**WORK INSTRUCTIONS:**
(1) In the article about Anita Hill, why did Erin Dall attend the luncheon?
(2) Update the records from their first line through the line containing "xmin=10 ymin=0 xmax=172 ymax=62" by changing "white" to "gray", and output only those lines.

── PASSAGE

Twenty years later, I am still standing up for Anita Hill

Photo Credit: Anita Hill | Creative Change Awards + Opportunity Agenda by The Opportunity Agenda, on Flickr

In 1991, Anita Hill was the bravest woman I could imagine. I was a junior in high school and fascinated that a Supreme Court justice confirmation could be held up due to actions that I saw occurring on a daily basis in our hallways. The hearings occurred during school, but I caught highlights when I got home from my busy day. She seemed so small compared to the hearing room and the questions asked of her; yet in my memory she never wavered. Twenty years later, I listened to Anita Hill tell her side of the story at 27th Annual Luncheon for the Chicago Foundation for Womenlast week.

Erin Dall, who works at the Ho-Chunk Nation, attended because the Ho-Chunk Nation has sponsored a table at the luncheon for at least two years. “I like hearing from powerful women. I want to hear her point of view.” Dall felt assured that she is protected from sexual harassment and that was due to Hill’s testimony.

A short video recapping the hearings was played and the late-Senator Kennedy said essentially the same thing when he thanked Hill for testifying. In his usual eloquent manner, he assured Hill that her testimony, no matter what the outcome of the vote on Thomas, would change the landscape for every woman in the USA.

The theme of the luncheon was “Stand Up and Speak Out” and that was clearly on the minds of attendees. The first words that came to former Congresswoman and author Debbie Halvorson to describe Anita Hill were “independence” and “strength.” While she glowed about Hill, she was troubled to note that not enough women are speaking their minds. “Women should not give up power to avoid discourse.”

────
── SUPPLIED MATERIAL

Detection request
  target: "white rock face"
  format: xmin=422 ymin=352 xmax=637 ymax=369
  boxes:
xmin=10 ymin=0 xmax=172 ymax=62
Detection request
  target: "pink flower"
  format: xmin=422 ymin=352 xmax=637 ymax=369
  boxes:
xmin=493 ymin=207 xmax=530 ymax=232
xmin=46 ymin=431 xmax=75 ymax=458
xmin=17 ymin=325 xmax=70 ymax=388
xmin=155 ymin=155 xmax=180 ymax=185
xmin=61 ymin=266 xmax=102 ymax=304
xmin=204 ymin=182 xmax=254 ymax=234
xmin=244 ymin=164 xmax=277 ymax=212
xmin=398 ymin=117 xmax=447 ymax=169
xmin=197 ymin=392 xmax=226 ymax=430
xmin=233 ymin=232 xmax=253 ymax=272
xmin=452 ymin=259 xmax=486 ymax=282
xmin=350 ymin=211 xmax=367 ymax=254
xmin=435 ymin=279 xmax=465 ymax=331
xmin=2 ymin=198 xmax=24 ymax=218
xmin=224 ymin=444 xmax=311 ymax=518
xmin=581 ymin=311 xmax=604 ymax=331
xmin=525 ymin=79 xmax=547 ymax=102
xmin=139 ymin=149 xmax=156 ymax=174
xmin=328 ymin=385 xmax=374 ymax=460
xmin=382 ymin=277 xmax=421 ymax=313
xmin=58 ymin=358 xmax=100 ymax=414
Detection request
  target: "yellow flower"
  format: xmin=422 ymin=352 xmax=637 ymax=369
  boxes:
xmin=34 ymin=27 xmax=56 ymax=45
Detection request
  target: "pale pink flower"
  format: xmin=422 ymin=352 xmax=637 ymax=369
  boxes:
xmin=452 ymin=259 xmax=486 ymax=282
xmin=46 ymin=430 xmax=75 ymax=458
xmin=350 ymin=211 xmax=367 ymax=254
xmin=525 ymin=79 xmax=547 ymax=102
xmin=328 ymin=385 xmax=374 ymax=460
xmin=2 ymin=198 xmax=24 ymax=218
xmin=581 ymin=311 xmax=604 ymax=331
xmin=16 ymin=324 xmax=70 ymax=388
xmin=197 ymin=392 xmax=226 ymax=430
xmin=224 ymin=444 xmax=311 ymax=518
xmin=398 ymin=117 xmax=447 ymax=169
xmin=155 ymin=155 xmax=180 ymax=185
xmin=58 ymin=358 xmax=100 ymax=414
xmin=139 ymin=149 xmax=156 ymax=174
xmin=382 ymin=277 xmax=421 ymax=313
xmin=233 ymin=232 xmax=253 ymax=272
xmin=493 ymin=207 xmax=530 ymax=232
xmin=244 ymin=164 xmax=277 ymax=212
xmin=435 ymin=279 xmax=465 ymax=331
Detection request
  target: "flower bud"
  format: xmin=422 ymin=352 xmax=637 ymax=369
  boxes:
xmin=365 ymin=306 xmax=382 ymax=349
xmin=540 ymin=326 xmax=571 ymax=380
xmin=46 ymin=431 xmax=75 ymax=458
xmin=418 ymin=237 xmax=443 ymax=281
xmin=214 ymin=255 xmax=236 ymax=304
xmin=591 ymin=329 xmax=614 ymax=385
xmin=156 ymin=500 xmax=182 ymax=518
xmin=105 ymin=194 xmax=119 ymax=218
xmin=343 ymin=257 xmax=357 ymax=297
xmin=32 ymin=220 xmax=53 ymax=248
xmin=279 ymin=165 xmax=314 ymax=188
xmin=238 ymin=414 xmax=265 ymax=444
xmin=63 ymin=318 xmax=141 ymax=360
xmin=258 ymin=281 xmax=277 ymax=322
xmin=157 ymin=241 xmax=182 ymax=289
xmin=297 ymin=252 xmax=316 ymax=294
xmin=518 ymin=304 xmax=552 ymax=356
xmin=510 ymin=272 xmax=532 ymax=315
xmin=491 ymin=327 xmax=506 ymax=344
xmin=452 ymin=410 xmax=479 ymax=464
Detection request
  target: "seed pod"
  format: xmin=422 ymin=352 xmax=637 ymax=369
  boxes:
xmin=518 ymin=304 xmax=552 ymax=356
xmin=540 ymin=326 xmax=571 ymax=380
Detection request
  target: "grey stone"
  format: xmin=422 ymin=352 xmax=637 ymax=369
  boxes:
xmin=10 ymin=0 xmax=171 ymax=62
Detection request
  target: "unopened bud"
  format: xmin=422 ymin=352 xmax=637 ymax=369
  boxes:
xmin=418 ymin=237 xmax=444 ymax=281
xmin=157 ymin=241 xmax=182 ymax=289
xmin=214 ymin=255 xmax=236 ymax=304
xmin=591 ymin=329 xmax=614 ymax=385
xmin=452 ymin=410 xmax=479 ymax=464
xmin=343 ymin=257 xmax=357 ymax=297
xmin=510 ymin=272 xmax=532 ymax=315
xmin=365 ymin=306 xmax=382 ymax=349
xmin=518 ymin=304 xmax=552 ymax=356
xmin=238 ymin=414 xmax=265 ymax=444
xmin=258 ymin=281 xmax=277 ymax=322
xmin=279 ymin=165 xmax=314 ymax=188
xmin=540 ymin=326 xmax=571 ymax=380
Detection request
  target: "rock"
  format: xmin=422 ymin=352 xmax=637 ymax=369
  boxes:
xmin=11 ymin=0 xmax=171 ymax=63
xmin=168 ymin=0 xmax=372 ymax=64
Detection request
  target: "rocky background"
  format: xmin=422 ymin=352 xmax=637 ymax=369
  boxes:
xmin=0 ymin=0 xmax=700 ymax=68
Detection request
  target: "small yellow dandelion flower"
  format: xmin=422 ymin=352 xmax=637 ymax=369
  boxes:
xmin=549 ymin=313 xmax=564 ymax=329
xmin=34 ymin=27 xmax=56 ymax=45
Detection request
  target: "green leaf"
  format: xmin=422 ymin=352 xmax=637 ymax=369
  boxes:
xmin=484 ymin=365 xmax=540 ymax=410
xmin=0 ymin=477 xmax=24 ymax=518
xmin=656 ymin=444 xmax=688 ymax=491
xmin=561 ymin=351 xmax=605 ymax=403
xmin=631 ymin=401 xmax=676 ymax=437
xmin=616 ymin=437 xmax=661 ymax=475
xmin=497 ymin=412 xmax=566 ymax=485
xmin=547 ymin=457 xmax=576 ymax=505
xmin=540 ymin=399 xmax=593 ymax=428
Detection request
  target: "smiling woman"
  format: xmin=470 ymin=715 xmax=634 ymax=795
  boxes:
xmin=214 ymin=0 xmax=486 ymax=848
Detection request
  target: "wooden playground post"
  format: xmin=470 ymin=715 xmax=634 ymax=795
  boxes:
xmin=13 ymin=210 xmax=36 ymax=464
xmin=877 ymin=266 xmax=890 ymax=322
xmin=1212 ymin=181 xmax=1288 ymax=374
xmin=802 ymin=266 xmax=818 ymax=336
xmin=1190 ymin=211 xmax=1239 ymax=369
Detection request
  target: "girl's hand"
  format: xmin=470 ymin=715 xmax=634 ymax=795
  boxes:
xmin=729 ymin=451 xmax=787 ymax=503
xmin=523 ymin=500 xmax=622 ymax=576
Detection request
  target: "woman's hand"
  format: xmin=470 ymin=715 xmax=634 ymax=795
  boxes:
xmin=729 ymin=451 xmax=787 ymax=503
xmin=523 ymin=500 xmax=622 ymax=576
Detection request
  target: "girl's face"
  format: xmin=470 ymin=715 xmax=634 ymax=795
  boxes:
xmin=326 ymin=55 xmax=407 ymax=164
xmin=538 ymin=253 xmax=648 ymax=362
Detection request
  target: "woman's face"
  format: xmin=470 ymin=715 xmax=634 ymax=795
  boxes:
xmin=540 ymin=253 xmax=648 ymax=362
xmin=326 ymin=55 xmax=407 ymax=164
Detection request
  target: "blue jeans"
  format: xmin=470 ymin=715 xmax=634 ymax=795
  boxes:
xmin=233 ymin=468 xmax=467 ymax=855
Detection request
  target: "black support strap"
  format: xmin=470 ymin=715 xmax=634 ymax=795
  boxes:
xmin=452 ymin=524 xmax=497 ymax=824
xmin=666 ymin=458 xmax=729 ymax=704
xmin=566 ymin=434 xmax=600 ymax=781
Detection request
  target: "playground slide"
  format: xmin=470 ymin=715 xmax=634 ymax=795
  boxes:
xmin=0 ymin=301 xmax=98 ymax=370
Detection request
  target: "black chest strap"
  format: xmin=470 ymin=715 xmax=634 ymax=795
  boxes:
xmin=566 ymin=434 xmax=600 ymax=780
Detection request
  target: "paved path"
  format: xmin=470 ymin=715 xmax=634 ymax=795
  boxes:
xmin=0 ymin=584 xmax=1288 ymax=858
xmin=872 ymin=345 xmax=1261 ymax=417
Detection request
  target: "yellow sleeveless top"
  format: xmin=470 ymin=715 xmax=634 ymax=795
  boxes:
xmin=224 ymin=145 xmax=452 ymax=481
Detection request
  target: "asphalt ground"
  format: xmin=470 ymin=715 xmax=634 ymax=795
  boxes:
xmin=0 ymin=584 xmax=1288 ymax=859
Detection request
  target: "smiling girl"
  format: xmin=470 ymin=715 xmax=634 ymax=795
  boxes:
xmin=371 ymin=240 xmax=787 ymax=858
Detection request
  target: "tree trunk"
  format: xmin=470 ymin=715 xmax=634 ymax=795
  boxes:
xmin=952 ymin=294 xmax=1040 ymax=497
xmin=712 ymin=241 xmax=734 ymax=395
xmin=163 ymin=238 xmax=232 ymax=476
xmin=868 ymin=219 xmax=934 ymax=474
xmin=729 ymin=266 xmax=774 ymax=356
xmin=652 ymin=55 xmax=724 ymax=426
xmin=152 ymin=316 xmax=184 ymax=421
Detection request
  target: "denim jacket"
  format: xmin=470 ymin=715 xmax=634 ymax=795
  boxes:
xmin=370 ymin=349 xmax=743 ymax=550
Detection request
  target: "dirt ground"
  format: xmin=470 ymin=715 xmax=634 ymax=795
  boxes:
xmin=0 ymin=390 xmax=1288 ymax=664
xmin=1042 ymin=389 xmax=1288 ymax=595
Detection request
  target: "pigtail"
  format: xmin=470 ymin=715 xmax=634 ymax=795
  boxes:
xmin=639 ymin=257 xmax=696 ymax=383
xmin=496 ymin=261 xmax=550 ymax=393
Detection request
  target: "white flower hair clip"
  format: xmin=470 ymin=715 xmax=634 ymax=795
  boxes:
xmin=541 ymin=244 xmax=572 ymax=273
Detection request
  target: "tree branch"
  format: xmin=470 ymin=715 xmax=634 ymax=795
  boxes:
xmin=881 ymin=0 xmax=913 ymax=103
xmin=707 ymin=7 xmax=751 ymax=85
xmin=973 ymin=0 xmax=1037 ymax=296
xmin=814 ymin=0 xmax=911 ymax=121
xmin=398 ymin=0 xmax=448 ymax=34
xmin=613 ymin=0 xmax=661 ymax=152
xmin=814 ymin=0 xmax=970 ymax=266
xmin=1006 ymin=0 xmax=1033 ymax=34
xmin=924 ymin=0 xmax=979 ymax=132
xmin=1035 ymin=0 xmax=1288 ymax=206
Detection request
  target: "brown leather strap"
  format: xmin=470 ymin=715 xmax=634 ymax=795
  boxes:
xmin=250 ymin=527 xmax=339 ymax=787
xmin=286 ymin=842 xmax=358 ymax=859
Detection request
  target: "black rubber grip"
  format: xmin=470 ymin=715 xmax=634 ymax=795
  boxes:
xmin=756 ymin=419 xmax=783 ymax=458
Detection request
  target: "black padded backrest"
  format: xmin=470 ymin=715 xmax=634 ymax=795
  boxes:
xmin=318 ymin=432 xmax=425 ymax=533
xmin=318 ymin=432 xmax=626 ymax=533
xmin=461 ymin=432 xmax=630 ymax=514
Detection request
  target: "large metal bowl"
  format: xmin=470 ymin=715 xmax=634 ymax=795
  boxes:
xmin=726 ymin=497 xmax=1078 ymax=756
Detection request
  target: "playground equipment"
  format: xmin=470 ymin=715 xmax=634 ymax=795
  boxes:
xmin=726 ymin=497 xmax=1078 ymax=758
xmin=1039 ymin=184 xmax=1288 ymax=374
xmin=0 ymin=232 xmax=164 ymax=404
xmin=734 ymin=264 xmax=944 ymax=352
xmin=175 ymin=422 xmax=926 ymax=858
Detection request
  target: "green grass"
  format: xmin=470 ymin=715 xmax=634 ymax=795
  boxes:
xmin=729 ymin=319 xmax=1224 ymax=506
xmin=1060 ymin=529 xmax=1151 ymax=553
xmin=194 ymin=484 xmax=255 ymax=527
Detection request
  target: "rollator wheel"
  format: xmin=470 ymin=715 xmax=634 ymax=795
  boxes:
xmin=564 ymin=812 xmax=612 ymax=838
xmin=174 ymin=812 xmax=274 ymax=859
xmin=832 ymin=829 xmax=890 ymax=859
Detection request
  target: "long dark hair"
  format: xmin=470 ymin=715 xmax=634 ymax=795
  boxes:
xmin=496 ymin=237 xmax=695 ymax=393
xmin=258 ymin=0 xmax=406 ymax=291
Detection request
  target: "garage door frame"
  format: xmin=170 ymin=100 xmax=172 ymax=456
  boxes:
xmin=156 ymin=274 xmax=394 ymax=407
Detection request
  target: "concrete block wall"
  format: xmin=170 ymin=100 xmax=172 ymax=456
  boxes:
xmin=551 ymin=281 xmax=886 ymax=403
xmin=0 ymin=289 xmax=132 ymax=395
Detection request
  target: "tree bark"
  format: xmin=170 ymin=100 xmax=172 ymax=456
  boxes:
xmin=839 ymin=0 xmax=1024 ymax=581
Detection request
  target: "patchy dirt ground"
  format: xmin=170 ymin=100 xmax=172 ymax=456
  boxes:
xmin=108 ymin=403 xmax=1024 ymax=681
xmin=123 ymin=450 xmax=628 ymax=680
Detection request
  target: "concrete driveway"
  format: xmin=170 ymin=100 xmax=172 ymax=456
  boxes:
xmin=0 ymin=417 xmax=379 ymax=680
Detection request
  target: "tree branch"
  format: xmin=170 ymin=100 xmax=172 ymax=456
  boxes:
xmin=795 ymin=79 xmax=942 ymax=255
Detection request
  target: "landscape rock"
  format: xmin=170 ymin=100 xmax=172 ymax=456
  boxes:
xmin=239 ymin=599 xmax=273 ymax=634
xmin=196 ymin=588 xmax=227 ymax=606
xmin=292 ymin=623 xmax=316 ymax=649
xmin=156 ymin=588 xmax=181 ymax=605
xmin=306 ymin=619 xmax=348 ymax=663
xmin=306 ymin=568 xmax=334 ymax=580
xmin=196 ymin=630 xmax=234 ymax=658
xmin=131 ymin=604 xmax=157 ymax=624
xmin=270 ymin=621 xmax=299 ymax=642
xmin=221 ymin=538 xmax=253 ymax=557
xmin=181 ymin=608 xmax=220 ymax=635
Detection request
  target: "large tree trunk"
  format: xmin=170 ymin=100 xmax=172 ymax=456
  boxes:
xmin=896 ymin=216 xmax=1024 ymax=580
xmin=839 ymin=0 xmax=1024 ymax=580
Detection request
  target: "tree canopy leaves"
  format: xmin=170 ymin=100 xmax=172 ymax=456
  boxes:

────

**TASK ANSWERS:**
(1) Erin Dall attended because the Ho-Chunk Nation, where she works, has sponsored a table at the luncheon for at least two years.

(2)
Detection request
  target: "gray rock face"
  format: xmin=422 ymin=352 xmax=637 ymax=369
  boxes:
xmin=10 ymin=0 xmax=172 ymax=62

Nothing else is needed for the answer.